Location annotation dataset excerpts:
··········
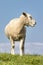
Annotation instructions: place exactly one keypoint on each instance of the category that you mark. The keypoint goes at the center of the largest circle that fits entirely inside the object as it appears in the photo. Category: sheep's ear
(24, 14)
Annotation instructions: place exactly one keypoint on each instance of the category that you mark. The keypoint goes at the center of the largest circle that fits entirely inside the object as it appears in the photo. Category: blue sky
(10, 9)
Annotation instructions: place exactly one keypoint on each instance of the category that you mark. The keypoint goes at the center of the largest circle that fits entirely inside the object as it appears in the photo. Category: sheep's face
(29, 21)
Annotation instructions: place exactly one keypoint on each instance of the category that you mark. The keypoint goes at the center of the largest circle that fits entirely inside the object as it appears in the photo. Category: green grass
(7, 59)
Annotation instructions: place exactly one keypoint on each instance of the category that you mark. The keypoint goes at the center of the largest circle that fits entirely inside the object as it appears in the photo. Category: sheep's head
(29, 21)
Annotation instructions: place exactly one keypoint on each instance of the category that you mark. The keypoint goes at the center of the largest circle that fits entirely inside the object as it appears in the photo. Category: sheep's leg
(12, 46)
(22, 47)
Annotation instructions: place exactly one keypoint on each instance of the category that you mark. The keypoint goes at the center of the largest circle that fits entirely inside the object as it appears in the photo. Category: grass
(7, 59)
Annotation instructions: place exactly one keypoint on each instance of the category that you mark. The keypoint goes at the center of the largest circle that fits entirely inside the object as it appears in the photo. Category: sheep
(15, 30)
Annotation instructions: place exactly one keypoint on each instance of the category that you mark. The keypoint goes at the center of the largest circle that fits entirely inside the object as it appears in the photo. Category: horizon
(11, 9)
(30, 48)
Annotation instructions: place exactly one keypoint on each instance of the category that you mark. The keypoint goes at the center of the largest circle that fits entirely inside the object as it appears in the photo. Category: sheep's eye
(30, 17)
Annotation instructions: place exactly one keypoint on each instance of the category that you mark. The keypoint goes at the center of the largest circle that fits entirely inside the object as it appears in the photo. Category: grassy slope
(7, 59)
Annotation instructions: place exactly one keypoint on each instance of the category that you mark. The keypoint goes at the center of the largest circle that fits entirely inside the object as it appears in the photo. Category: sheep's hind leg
(12, 45)
(22, 47)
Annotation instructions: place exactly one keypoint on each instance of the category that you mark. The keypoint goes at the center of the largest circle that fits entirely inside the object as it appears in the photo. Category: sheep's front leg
(22, 47)
(12, 46)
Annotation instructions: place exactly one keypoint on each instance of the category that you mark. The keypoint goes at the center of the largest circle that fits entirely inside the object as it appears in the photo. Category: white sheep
(15, 30)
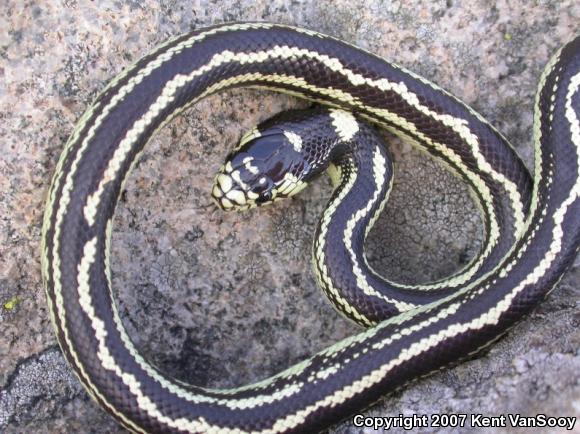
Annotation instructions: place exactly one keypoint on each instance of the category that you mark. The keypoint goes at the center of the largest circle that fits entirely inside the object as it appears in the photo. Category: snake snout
(228, 194)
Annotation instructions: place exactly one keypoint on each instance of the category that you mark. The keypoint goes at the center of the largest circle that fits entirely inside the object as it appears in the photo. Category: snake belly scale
(532, 228)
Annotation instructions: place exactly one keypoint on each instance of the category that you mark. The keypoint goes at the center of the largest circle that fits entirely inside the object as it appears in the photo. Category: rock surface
(224, 299)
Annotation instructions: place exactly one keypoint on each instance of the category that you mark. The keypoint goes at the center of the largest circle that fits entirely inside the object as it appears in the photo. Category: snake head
(265, 167)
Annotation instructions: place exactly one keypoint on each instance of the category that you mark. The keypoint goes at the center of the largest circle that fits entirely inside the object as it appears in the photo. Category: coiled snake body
(533, 229)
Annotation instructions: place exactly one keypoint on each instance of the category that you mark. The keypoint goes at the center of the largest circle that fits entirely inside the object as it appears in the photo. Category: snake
(532, 229)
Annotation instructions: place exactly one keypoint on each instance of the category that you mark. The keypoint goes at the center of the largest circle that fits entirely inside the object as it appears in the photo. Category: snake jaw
(228, 194)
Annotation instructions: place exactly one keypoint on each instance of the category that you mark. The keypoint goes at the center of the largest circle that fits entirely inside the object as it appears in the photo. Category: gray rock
(224, 299)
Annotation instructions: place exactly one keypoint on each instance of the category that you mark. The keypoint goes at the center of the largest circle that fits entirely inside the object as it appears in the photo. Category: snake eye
(264, 197)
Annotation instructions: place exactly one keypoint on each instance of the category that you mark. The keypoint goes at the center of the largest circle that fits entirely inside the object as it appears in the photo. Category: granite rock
(225, 299)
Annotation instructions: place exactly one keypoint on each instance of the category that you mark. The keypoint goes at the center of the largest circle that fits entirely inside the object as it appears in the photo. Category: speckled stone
(223, 299)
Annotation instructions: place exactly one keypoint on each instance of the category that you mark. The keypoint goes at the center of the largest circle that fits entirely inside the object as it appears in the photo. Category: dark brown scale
(485, 310)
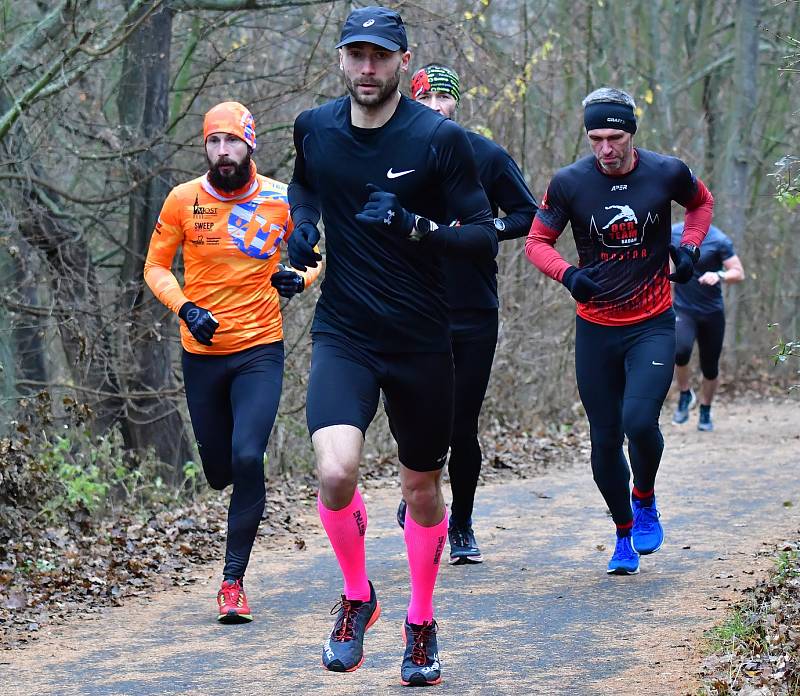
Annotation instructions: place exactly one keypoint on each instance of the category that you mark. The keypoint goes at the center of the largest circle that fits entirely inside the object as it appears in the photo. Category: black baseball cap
(378, 25)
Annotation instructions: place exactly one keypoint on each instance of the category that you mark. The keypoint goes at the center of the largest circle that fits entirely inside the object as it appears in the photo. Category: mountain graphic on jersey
(622, 229)
(244, 216)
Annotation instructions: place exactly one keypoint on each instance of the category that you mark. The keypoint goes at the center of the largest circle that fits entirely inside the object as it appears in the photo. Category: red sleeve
(698, 216)
(540, 250)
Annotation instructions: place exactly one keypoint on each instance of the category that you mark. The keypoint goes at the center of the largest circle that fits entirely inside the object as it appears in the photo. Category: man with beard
(229, 224)
(618, 202)
(472, 298)
(380, 169)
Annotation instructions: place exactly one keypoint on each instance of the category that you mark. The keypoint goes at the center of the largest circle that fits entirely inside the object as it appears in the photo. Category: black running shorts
(345, 387)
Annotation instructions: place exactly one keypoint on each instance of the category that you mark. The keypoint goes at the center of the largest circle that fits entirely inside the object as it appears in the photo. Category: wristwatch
(422, 228)
(693, 250)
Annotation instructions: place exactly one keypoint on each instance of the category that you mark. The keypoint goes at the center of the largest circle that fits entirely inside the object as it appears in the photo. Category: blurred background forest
(101, 107)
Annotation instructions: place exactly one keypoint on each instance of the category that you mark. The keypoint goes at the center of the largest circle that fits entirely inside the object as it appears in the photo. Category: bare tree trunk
(77, 308)
(144, 109)
(740, 150)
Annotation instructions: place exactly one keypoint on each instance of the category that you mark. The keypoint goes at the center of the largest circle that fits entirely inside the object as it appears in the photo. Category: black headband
(609, 115)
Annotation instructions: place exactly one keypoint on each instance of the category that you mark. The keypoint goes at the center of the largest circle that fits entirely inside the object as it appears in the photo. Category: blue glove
(287, 282)
(580, 284)
(301, 246)
(199, 321)
(683, 259)
(383, 211)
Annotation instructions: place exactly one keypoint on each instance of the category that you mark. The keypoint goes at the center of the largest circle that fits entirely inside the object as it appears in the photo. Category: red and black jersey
(622, 227)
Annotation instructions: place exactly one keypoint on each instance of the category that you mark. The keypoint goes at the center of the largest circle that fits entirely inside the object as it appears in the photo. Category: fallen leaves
(761, 651)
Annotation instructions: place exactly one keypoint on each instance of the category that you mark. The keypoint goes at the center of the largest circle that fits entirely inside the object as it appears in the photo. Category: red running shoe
(232, 603)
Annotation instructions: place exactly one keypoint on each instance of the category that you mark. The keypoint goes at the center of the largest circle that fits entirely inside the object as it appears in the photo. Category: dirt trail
(539, 617)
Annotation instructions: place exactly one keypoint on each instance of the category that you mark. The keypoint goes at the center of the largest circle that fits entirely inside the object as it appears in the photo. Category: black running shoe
(421, 665)
(401, 513)
(463, 547)
(343, 651)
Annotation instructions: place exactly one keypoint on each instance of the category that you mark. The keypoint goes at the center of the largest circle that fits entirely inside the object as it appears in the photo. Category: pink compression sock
(346, 529)
(425, 546)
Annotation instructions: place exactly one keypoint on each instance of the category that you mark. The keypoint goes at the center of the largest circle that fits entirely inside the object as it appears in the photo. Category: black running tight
(624, 373)
(233, 400)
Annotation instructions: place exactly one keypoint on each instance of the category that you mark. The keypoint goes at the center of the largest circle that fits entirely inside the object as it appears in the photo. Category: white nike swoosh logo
(393, 175)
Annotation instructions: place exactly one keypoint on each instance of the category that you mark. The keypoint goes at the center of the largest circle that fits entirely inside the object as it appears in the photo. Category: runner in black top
(380, 169)
(700, 316)
(472, 297)
(618, 203)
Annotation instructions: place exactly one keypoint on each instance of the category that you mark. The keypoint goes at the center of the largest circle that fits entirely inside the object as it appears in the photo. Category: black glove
(683, 259)
(201, 322)
(579, 282)
(287, 282)
(383, 210)
(301, 246)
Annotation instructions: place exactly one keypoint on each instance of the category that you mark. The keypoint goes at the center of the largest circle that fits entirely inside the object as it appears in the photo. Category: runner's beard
(374, 101)
(232, 182)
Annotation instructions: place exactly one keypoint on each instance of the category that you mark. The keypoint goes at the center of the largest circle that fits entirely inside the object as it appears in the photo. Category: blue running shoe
(647, 533)
(704, 423)
(625, 560)
(401, 513)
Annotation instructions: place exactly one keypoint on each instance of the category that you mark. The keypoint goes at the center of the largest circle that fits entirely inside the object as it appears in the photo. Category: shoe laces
(624, 548)
(464, 536)
(421, 637)
(345, 625)
(231, 593)
(647, 517)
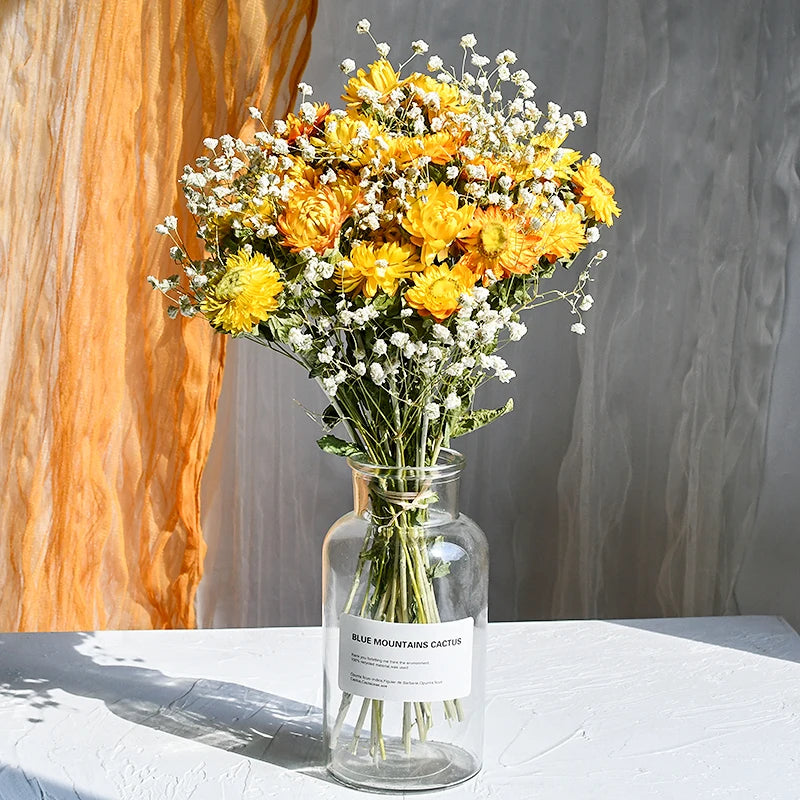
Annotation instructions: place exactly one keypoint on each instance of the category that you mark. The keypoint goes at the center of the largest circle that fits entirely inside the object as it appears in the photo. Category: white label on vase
(405, 661)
··········
Write out the lines of the material from the one containing "blue running shoe" through the last, exactly and only those. Leave every picture out.

→ **Answer for the task**:
Annotation instructions: place exactly one keypoint on each instance of the category that you mark. The keypoint goes at the center of the largest circle that fits entirely inside the object as it appears in the photo. Category: blue running shoe
(647, 533)
(704, 423)
(625, 560)
(401, 513)
Annotation instructions: place exactly one keypoint on each instance of the category that you mark. The keypoint goes at the center of the largest circle that fits entirely inside the object as it appears in the photo. Category: shoe laces
(624, 548)
(464, 536)
(421, 637)
(345, 625)
(231, 593)
(647, 517)
Annotation instructions: place exactly one keypoint on each instance of the category that you mark. The keypoint goes at the center of the largest circle that fits entirely inside the object as it appears in the photo. Category: white label on vase
(405, 661)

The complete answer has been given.